- **Given problem**: Output exactly, please, the lines of the records below from the one containing "seg: overcast sky" through the final line.

(Shape annotation entries)
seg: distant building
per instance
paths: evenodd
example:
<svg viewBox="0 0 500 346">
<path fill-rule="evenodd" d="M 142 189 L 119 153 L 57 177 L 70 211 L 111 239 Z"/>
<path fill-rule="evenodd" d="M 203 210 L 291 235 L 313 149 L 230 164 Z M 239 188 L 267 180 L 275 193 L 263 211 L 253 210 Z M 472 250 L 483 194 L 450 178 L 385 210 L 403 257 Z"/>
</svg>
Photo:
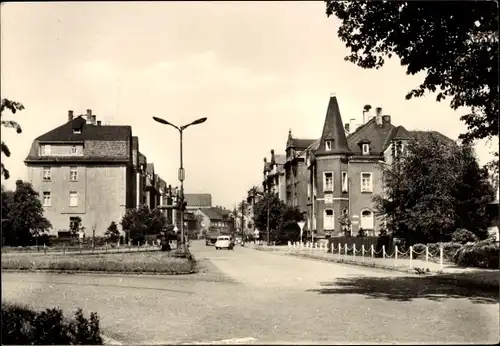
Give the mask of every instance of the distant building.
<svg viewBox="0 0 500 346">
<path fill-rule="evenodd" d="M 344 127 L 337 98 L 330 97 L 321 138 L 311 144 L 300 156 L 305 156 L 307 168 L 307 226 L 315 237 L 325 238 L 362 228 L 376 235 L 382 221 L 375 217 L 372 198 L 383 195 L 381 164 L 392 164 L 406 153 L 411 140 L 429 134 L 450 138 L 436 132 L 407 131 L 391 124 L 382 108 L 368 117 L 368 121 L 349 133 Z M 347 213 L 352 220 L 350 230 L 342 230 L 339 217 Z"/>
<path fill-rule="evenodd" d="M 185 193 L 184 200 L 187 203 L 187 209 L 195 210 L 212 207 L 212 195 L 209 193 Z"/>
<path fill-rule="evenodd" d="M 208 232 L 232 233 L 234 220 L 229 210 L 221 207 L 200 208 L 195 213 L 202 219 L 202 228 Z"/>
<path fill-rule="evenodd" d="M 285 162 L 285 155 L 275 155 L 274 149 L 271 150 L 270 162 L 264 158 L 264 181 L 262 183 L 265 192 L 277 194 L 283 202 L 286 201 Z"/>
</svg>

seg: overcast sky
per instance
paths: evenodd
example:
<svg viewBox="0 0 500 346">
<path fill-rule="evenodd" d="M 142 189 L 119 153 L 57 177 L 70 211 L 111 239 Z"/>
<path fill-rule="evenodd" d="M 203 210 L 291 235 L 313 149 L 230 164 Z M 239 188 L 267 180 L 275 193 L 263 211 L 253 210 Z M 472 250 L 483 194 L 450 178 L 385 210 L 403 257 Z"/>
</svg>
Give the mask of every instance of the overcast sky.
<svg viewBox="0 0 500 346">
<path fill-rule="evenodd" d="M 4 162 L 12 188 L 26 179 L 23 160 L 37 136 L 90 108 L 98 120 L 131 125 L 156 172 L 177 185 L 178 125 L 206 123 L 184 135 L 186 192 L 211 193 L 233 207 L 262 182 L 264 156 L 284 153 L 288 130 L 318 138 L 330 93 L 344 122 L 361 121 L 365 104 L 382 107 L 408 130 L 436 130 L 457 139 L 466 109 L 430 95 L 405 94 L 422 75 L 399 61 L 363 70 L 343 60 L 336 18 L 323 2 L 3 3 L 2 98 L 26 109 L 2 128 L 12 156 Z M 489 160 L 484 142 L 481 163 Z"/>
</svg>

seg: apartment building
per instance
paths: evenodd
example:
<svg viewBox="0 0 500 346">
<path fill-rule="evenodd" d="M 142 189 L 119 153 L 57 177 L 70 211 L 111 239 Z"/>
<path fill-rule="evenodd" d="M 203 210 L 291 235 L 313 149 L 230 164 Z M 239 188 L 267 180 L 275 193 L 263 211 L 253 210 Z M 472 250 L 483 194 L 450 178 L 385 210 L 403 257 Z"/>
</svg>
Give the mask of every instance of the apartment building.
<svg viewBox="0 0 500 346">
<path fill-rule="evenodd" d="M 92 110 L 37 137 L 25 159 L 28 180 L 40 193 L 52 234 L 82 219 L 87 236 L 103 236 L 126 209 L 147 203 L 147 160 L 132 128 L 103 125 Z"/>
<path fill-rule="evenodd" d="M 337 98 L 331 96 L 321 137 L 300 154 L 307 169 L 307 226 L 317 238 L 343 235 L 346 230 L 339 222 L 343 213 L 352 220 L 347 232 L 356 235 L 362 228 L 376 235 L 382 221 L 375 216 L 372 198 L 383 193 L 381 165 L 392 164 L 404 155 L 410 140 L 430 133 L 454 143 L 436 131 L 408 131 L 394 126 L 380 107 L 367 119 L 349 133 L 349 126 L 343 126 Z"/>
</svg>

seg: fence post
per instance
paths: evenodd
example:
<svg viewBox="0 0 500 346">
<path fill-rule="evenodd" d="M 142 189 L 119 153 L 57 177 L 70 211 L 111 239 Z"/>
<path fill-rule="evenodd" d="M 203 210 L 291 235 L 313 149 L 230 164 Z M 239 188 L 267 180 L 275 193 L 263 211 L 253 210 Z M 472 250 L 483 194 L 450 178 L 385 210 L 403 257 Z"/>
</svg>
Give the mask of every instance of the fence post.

- **Written solution**:
seg: overcast sky
per instance
paths: evenodd
example:
<svg viewBox="0 0 500 346">
<path fill-rule="evenodd" d="M 142 189 L 119 153 L 57 177 L 70 211 L 111 239 Z"/>
<path fill-rule="evenodd" d="M 203 210 L 291 235 L 313 149 L 230 164 Z M 239 188 L 267 180 L 275 193 L 263 211 L 253 210 Z M 472 250 L 483 194 L 450 178 L 385 210 L 403 257 Z"/>
</svg>
Give the mask of every instance of the overcast sky.
<svg viewBox="0 0 500 346">
<path fill-rule="evenodd" d="M 4 162 L 12 188 L 26 179 L 23 160 L 37 136 L 90 108 L 98 120 L 131 125 L 156 172 L 177 185 L 178 125 L 206 123 L 184 135 L 186 192 L 211 193 L 233 207 L 262 182 L 264 156 L 284 153 L 288 130 L 318 138 L 330 93 L 344 122 L 361 121 L 365 104 L 382 107 L 408 130 L 436 130 L 457 139 L 466 109 L 430 95 L 405 94 L 422 75 L 399 61 L 363 70 L 343 60 L 336 18 L 323 2 L 3 3 L 2 98 L 26 109 L 2 128 L 12 156 Z M 489 160 L 484 142 L 481 163 Z"/>
</svg>

seg: apartment building
per instance
paths: evenodd
example:
<svg viewBox="0 0 500 346">
<path fill-rule="evenodd" d="M 142 189 L 119 153 L 57 177 L 70 211 L 111 239 Z"/>
<path fill-rule="evenodd" d="M 203 210 L 291 235 L 313 149 L 230 164 Z M 239 188 L 267 180 L 275 193 L 263 211 L 253 210 Z M 472 250 L 483 194 L 450 178 L 385 210 L 403 257 Z"/>
</svg>
Give the mask of every instance of the apartment building.
<svg viewBox="0 0 500 346">
<path fill-rule="evenodd" d="M 92 110 L 37 137 L 25 159 L 28 180 L 40 193 L 52 234 L 82 219 L 87 236 L 103 236 L 126 209 L 147 203 L 147 160 L 132 128 L 103 125 Z"/>
<path fill-rule="evenodd" d="M 337 98 L 331 96 L 321 137 L 300 154 L 307 169 L 307 226 L 317 238 L 343 235 L 346 230 L 339 222 L 343 213 L 352 220 L 347 232 L 356 235 L 362 228 L 376 235 L 382 221 L 375 216 L 372 198 L 383 193 L 381 165 L 392 164 L 404 155 L 410 140 L 430 133 L 454 143 L 436 131 L 408 131 L 394 126 L 380 107 L 367 119 L 349 133 L 349 126 L 343 126 Z"/>
</svg>

seg: fence post
per instance
paths: evenodd
example:
<svg viewBox="0 0 500 346">
<path fill-rule="evenodd" d="M 142 189 L 119 153 L 57 177 L 70 211 L 111 239 Z"/>
<path fill-rule="evenodd" d="M 203 210 L 291 235 L 313 149 L 230 164 Z M 239 188 L 267 180 L 275 193 L 263 211 L 253 210 Z M 472 250 L 483 194 L 450 178 L 385 210 L 403 257 Z"/>
</svg>
Give the mask of every instance of the fence post.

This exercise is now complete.